§ **Given problem**: Your task is to repeat the entries underneath exactly, minus the pictures.

§ **Material shown**:
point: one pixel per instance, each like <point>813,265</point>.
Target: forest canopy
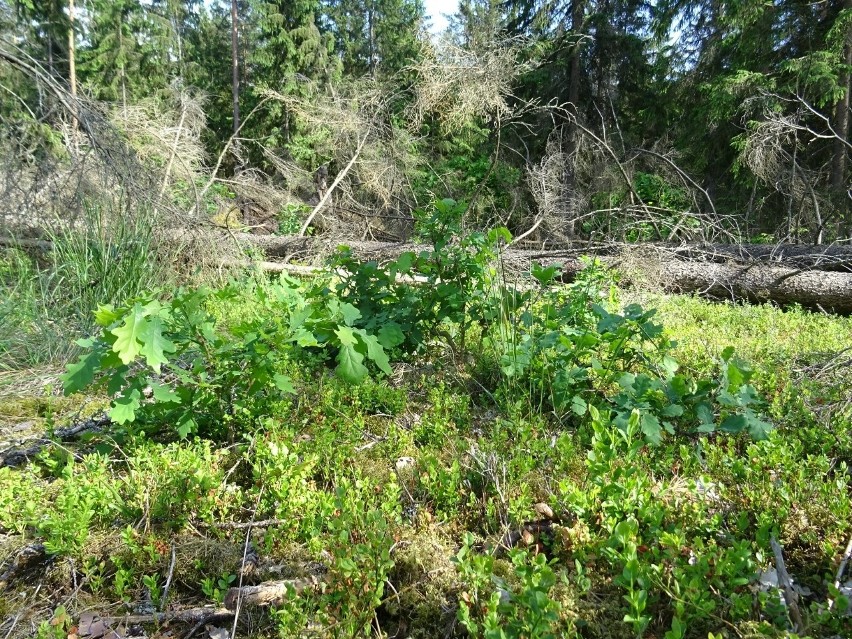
<point>595,119</point>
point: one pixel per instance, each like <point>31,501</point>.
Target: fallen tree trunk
<point>712,270</point>
<point>830,291</point>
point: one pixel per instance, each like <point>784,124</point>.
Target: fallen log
<point>716,271</point>
<point>829,291</point>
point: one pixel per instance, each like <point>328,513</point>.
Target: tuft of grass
<point>46,299</point>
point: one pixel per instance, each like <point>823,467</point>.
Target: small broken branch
<point>791,597</point>
<point>270,592</point>
<point>189,615</point>
<point>334,184</point>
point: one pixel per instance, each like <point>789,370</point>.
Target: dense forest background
<point>612,119</point>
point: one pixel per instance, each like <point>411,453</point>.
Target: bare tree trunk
<point>570,181</point>
<point>123,74</point>
<point>235,63</point>
<point>372,38</point>
<point>841,128</point>
<point>72,70</point>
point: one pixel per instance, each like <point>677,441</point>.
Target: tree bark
<point>569,185</point>
<point>659,264</point>
<point>270,592</point>
<point>839,182</point>
<point>235,65</point>
<point>72,69</point>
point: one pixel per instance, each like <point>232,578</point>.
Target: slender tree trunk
<point>570,179</point>
<point>235,63</point>
<point>122,73</point>
<point>372,38</point>
<point>72,70</point>
<point>839,182</point>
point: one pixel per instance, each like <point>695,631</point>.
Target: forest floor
<point>440,501</point>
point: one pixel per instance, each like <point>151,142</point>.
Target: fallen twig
<point>188,615</point>
<point>16,456</point>
<point>847,554</point>
<point>791,597</point>
<point>270,592</point>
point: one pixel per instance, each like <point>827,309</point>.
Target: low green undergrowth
<point>645,456</point>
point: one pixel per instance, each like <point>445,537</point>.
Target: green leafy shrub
<point>451,282</point>
<point>493,608</point>
<point>169,362</point>
<point>569,354</point>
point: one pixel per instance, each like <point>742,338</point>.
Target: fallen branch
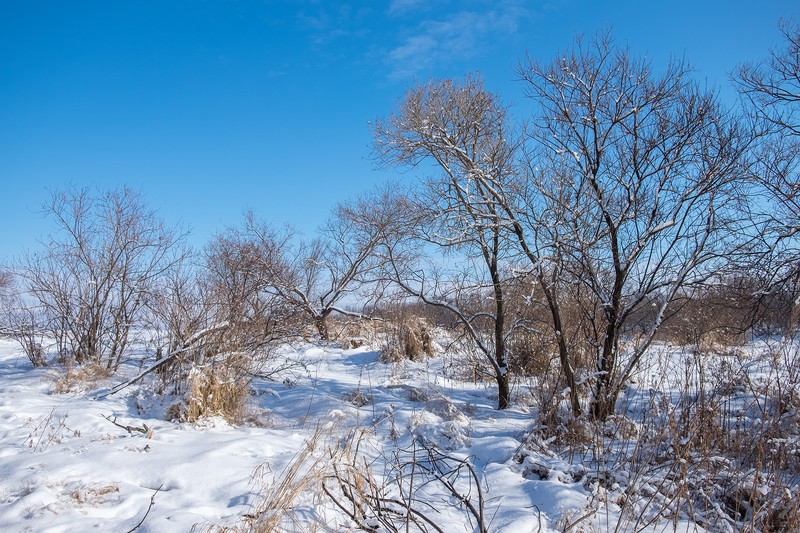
<point>130,429</point>
<point>188,345</point>
<point>152,503</point>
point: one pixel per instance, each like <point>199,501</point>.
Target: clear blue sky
<point>213,107</point>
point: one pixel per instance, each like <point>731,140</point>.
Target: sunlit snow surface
<point>65,467</point>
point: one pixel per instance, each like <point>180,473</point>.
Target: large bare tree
<point>96,273</point>
<point>771,90</point>
<point>631,192</point>
<point>462,129</point>
<point>328,274</point>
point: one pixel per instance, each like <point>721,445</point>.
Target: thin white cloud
<point>457,37</point>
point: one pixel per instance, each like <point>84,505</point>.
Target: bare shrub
<point>397,499</point>
<point>22,321</point>
<point>93,281</point>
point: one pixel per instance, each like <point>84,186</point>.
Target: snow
<point>64,466</point>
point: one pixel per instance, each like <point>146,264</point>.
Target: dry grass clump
<point>83,377</point>
<point>283,493</point>
<point>220,389</point>
<point>409,338</point>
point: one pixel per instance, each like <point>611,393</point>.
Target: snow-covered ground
<point>65,466</point>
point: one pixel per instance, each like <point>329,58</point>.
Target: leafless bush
<point>398,500</point>
<point>94,280</point>
<point>407,338</point>
<point>719,447</point>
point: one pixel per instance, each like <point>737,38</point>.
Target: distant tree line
<point>630,207</point>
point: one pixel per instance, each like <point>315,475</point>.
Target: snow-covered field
<point>65,466</point>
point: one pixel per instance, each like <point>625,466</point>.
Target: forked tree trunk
<point>321,323</point>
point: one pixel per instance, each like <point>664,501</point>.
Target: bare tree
<point>96,274</point>
<point>771,90</point>
<point>463,129</point>
<point>631,192</point>
<point>323,275</point>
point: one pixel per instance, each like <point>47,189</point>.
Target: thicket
<point>630,212</point>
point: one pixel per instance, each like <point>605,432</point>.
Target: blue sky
<point>213,107</point>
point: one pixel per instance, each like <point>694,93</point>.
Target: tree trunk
<point>605,394</point>
<point>503,390</point>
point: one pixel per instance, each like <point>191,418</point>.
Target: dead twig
<point>130,429</point>
<point>152,503</point>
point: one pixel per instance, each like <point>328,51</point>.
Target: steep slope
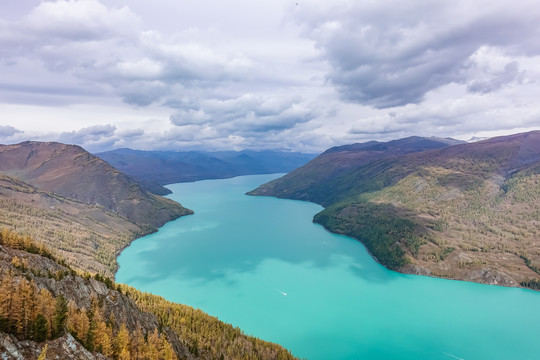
<point>167,167</point>
<point>315,181</point>
<point>465,212</point>
<point>81,317</point>
<point>70,171</point>
<point>76,203</point>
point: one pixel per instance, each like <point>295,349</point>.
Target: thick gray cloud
<point>95,133</point>
<point>391,53</point>
<point>174,75</point>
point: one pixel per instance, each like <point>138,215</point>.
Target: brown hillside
<point>72,172</point>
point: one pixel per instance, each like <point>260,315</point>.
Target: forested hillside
<point>76,203</point>
<point>467,212</point>
<point>66,314</point>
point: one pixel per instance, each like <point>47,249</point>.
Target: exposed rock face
<point>116,307</point>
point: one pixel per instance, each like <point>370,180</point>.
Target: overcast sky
<point>299,75</point>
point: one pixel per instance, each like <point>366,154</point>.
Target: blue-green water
<point>239,255</point>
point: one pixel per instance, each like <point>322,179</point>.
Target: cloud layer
<point>280,74</point>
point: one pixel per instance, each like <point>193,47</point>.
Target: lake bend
<point>261,264</point>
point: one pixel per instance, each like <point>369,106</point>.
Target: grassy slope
<point>73,201</point>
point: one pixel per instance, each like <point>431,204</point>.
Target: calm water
<point>261,264</point>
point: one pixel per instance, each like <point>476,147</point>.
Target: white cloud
<point>174,75</point>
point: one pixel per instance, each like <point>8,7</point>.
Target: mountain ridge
<point>75,202</point>
<point>466,211</point>
<point>167,167</point>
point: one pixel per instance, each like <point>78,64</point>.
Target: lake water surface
<point>262,265</point>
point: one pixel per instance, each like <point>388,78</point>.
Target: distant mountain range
<point>429,206</point>
<point>167,167</point>
<point>64,196</point>
<point>65,214</point>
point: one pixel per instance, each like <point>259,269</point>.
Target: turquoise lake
<point>260,263</point>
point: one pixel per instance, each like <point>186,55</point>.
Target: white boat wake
<point>455,357</point>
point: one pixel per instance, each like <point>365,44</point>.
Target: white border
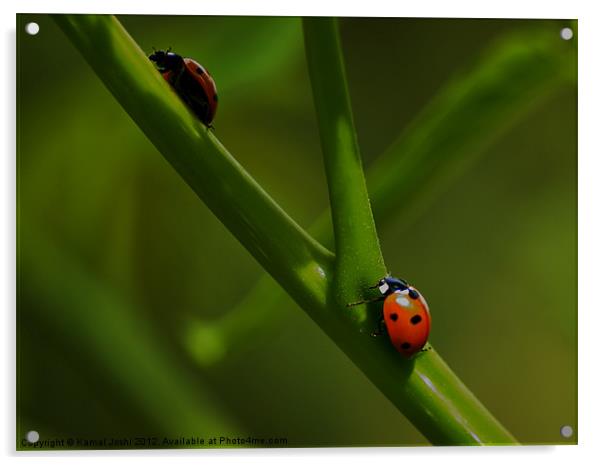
<point>590,230</point>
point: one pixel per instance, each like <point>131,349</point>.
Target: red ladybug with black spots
<point>191,81</point>
<point>405,315</point>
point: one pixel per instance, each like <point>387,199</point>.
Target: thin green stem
<point>359,261</point>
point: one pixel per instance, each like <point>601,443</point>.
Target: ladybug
<point>405,315</point>
<point>191,81</point>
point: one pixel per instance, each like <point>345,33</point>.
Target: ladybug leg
<point>380,330</point>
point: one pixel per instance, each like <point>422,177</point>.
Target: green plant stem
<point>511,78</point>
<point>424,389</point>
<point>359,261</point>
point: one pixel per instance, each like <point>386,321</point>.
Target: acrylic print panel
<point>166,301</point>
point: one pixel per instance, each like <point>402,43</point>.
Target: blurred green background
<point>117,257</point>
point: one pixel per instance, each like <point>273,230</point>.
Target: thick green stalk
<point>359,261</point>
<point>285,250</point>
<point>424,389</point>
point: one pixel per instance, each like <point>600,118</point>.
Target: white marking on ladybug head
<point>402,300</point>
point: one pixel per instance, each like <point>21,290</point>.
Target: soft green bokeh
<point>496,253</point>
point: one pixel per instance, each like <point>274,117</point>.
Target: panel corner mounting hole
<point>32,28</point>
<point>566,431</point>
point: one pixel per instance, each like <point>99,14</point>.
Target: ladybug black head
<point>389,284</point>
<point>166,60</point>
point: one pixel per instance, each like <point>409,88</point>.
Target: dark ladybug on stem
<point>191,81</point>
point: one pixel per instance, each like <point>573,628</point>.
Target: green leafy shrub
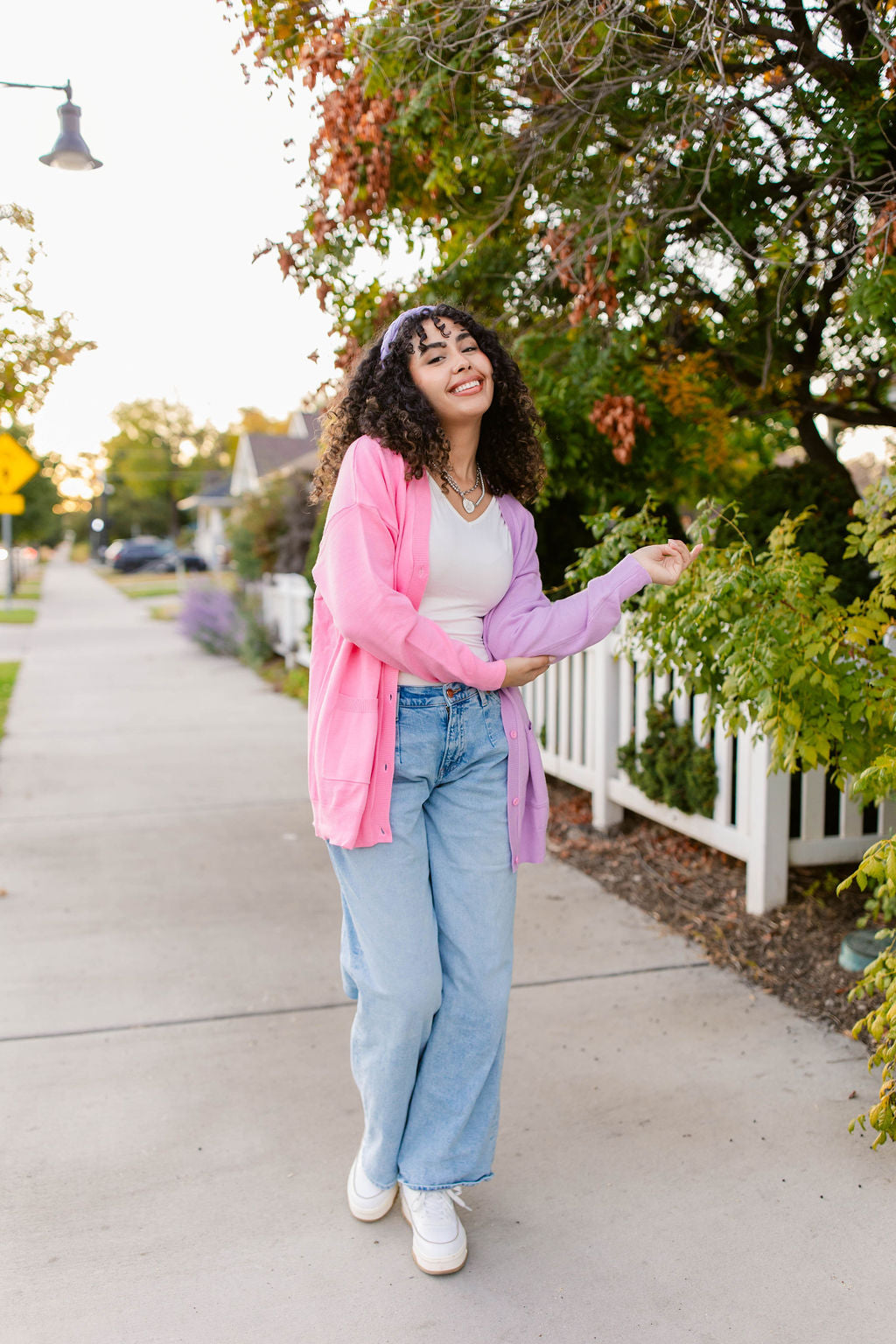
<point>826,503</point>
<point>670,766</point>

§ **The result**:
point: one pixel per instance, each like <point>813,265</point>.
Target: forest canopy
<point>595,119</point>
point: one pixel per instance, each like <point>31,501</point>.
Target: fallen tree trunk
<point>712,270</point>
<point>830,291</point>
point: one pixel per instance, each like <point>784,124</point>.
Target: fallen log
<point>716,271</point>
<point>829,291</point>
point: one pixel per instance, each like <point>328,513</point>.
Target: tuft of grass
<point>46,299</point>
point: one pixel per instance, each like <point>823,467</point>.
Target: small broken branch
<point>791,597</point>
<point>270,592</point>
<point>189,615</point>
<point>334,184</point>
point: one pixel per instance, each like <point>789,370</point>.
Target: dense forest background
<point>612,119</point>
point: one pixel per instance, each like <point>411,453</point>.
Target: bare tree trunk
<point>570,181</point>
<point>123,74</point>
<point>235,63</point>
<point>372,38</point>
<point>841,128</point>
<point>72,70</point>
point: one pixel per instance, each like <point>677,441</point>.
Target: tree bark
<point>569,185</point>
<point>659,264</point>
<point>270,592</point>
<point>839,182</point>
<point>235,65</point>
<point>72,69</point>
point: one pixel per instance, each like <point>232,578</point>.
Target: slender tree trunk
<point>570,179</point>
<point>235,63</point>
<point>122,73</point>
<point>372,38</point>
<point>72,70</point>
<point>839,182</point>
point: one pixel per instance, each like <point>695,631</point>.
Target: forest floor
<point>440,501</point>
point: one pixel per instance, each like <point>151,142</point>.
Target: fallen twig
<point>188,615</point>
<point>16,456</point>
<point>847,554</point>
<point>791,597</point>
<point>270,592</point>
point: one pixel per instance, each like <point>827,309</point>.
Target: low green undergrowth
<point>645,456</point>
point: one pixel per instance, each like <point>445,537</point>.
Target: green leafy shrub
<point>451,282</point>
<point>493,608</point>
<point>169,362</point>
<point>569,354</point>
point: one pixel per instance, each like <point>742,338</point>.
Target: fallen branch
<point>130,429</point>
<point>188,345</point>
<point>152,503</point>
point: one pixel per instance, each like <point>199,501</point>.
Target: clear blue sky
<point>213,107</point>
point: one pixel per instance, each like <point>731,140</point>.
Target: sunlit snow surface
<point>65,467</point>
point: one pixel per instance, each like <point>180,473</point>.
Target: large bare tree
<point>96,273</point>
<point>771,90</point>
<point>631,192</point>
<point>462,129</point>
<point>328,274</point>
point: one pixel per instance, each like <point>721,445</point>.
Target: thin white cloud
<point>457,37</point>
point: one pixel per instance, each like <point>84,505</point>.
Target: bare shrub
<point>397,499</point>
<point>22,321</point>
<point>93,281</point>
point: one pixel per instance, each like <point>84,186</point>.
Target: snow
<point>64,466</point>
point: one pixel per instance, each like <point>146,264</point>.
Target: dry grass clump
<point>83,377</point>
<point>283,493</point>
<point>220,389</point>
<point>409,338</point>
point: one pixel per instance, each like <point>611,393</point>.
Target: snow-covered ground
<point>65,466</point>
point: one pixel per instance, each like <point>329,58</point>.
Target: leafless bush
<point>398,500</point>
<point>94,280</point>
<point>407,338</point>
<point>719,447</point>
point: one pixel per instance, each like <point>737,38</point>.
Target: distant tree line
<point>630,207</point>
point: one pixel per instance, each like <point>315,475</point>.
Target: snow-covered field
<point>65,466</point>
point: one pixel per instance, each like <point>625,466</point>.
Target: forked tree trunk
<point>321,323</point>
point: one pixel per instance, each like <point>664,501</point>.
Target: bare tree
<point>96,274</point>
<point>771,90</point>
<point>463,129</point>
<point>631,192</point>
<point>323,275</point>
point: one pixel per instance, each like <point>47,189</point>.
Target: thicket
<point>630,212</point>
point: one pixel per instance, each like <point>605,432</point>.
Target: blue sky
<point>213,107</point>
point: one pixel per instance, each like <point>694,93</point>.
Target: tree trunk
<point>605,394</point>
<point>503,390</point>
point: one pixel per instance, each like <point>191,418</point>.
Target: dead twig
<point>130,429</point>
<point>152,503</point>
point: one pixel per instance, each like <point>328,51</point>.
Target: steep slope
<point>167,167</point>
<point>315,181</point>
<point>465,212</point>
<point>81,317</point>
<point>70,171</point>
<point>76,203</point>
point: one pixel per instance, each like <point>295,349</point>.
Target: thick gray cloud
<point>95,133</point>
<point>391,53</point>
<point>174,75</point>
point: one pixel per instance, each like <point>138,215</point>.
Target: brown hillside
<point>72,172</point>
point: one pixel per instance, each like <point>260,315</point>.
Target: forested hillside
<point>76,203</point>
<point>467,212</point>
<point>66,314</point>
point: one pixel per instance, each like <point>47,249</point>.
Target: exposed rock face
<point>116,307</point>
point: one pixel per instance, each like <point>370,180</point>.
Target: overcast sky
<point>299,75</point>
point: one pixel per instance, each like <point>366,154</point>.
Target: blue-green water
<point>239,255</point>
point: one pixel per instance, each like <point>322,179</point>.
Target: cloud layer
<point>280,74</point>
point: one pixel per instance, each like <point>193,47</point>.
Target: lake bend
<point>261,264</point>
point: one pixel per instance, each like <point>369,106</point>.
Target: grassy slope
<point>73,201</point>
point: one pixel per instance, each like <point>431,204</point>.
Target: calm water
<point>261,264</point>
point: one pixel per instance, each like <point>476,147</point>.
Target: white cloud
<point>174,75</point>
point: one pixel per instance, each like <point>8,7</point>.
Target: mountain ridge
<point>75,202</point>
<point>466,211</point>
<point>167,167</point>
point: one pixel per instance, each like <point>78,64</point>.
Target: lake water surface
<point>262,265</point>
point: one pixel per instance, each like <point>388,78</point>.
Target: distant mountain range
<point>429,206</point>
<point>167,167</point>
<point>64,196</point>
<point>65,214</point>
point: one pixel per instance, each like <point>259,269</point>.
Target: turquoise lake
<point>260,263</point>
point: one pixel per instance, each like <point>186,55</point>.
Target: white boat wake
<point>455,357</point>
point: one pixel per instance, each like <point>365,44</point>.
Target: white border
<point>590,230</point>
point: one pixel per instance, each like <point>131,349</point>.
Target: red ladybug with black spots
<point>191,81</point>
<point>405,315</point>
point: one pixel per instance, each like <point>387,199</point>.
Target: thin green stem
<point>359,261</point>
point: one pixel per instance, each like <point>601,443</point>.
Target: ladybug
<point>405,315</point>
<point>191,81</point>
point: one pixel per instance, each like <point>345,33</point>.
Target: ladybug leg
<point>380,330</point>
point: one pixel per instance, each like <point>422,177</point>.
Target: green plant stem
<point>511,78</point>
<point>424,389</point>
<point>359,261</point>
point: one pixel per instance, each like <point>386,321</point>.
Target: acrylic print panel
<point>166,301</point>
point: one pixel per instance, each like <point>402,43</point>.
Target: blurred green background
<point>117,257</point>
point: one pixel per instance, each like <point>273,230</point>.
Target: thick green stalk
<point>359,261</point>
<point>285,250</point>
<point>424,389</point>
point: one pixel per instance, each like <point>600,118</point>.
Target: white marking on ladybug head
<point>402,300</point>
point: one pixel per instance, each like <point>21,290</point>.
Target: soft green bokeh
<point>496,253</point>
point: one pixel per instance, each like <point>274,117</point>.
Target: panel corner mounting hole
<point>32,28</point>
<point>566,431</point>
point: one pixel per instance, each like <point>99,14</point>.
Target: ladybug black head
<point>389,284</point>
<point>166,60</point>
point: one pixel per instance, each like <point>409,88</point>.
Target: dark ladybug on stem
<point>191,81</point>
point: one pixel per instance, each like <point>573,628</point>.
Target: green leafy shrub
<point>826,503</point>
<point>670,766</point>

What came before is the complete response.